GOAL OF THE EXERCISE: Keeping every line intact, print the records that follow.

Stored data:
_____
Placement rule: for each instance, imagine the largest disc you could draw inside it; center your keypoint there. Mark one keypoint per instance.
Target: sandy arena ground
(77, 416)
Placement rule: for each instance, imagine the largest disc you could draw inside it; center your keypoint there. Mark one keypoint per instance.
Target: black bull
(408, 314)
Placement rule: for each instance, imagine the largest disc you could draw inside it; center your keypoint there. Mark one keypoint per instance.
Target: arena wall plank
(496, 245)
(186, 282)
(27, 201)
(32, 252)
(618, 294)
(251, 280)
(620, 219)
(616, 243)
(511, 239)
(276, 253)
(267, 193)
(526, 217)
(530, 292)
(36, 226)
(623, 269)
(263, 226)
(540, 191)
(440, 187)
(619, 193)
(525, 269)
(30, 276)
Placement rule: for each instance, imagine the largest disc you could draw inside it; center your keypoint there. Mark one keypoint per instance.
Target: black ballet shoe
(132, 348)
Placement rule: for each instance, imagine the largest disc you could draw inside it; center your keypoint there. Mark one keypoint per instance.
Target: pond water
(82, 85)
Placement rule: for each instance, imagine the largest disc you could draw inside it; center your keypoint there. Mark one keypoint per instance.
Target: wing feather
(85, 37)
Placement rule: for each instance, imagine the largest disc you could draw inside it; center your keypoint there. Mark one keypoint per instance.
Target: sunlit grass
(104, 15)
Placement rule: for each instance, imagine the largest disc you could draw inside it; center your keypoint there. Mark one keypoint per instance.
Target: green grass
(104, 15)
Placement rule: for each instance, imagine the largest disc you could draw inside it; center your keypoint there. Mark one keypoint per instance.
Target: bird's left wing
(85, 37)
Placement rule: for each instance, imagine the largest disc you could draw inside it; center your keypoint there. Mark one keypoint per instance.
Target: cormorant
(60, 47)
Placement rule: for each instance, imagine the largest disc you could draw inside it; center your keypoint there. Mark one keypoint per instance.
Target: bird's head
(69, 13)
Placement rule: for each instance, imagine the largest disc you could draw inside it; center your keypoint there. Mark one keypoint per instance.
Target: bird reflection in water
_____
WRITTEN SOLUTION:
Placement rule: for each instance, imagine the largest disc you could draw inside it; center your keypoint there. Mark one keypoint per instance.
Target: sandy arena ground
(77, 416)
Placement rule: for each instance, imagine the largest disc you could draw inside it; center your keypoint there. Mark one keypoint per instance.
Target: black bull
(408, 314)
Placement rule: for each instance, imagine the largest disc you could draw inside it; center your keypoint there. Mark one keypoint per instance.
Target: arena wall plank
(496, 245)
(186, 282)
(27, 201)
(32, 252)
(618, 294)
(251, 280)
(620, 219)
(616, 243)
(511, 239)
(276, 253)
(267, 193)
(526, 217)
(530, 292)
(36, 226)
(623, 269)
(263, 226)
(540, 191)
(440, 187)
(619, 193)
(525, 269)
(30, 276)
Placement rule: for each instance, imagine the largest disc you could draw inside it; center your keypoint there. Mark one keypoint per instance.
Target: black ballet shoe
(132, 348)
Placement rule: for each instance, imagine the largest disc you could draw inside it; center your keypoint there. Mark one keypoint per instance.
Target: pond water
(82, 85)
Placement rule: for each instance, imagine the largest disc you could draw inside it; center your keypoint there. Mark one keypoint per instance.
Target: wing feather
(85, 37)
Placement rule: for each instance, imagine the largest disc you could draw inside it; center your keypoint there. Mark one keypoint per instance.
Target: sunlit grass
(104, 15)
Placement rule: for each instance, imagine the largest disc you could draw inside it; center your keypoint there. Mark one keypoint per instance.
Target: green grass
(104, 15)
Placement rule: for each instance, imagine the largest disc you could draw inside it; center your keypoint there. Mark one keypoint per instance.
Target: bird's left wing
(85, 37)
Placement rule: for each instance, imagine the largest disc you could draw inside it; center your keypoint there. Mark one keypoint per instance.
Target: cormorant
(60, 47)
Placement rule: for each instance, imagine the largest disc you could draw inside it; center your keypoint there. Mark one keypoint per instance.
Target: bird's head
(69, 13)
Placement rule: for each instance, imagine the largest disc you could draw inside it; center your keypoint there. Mark one keypoint per instance.
Target: bird reflection in water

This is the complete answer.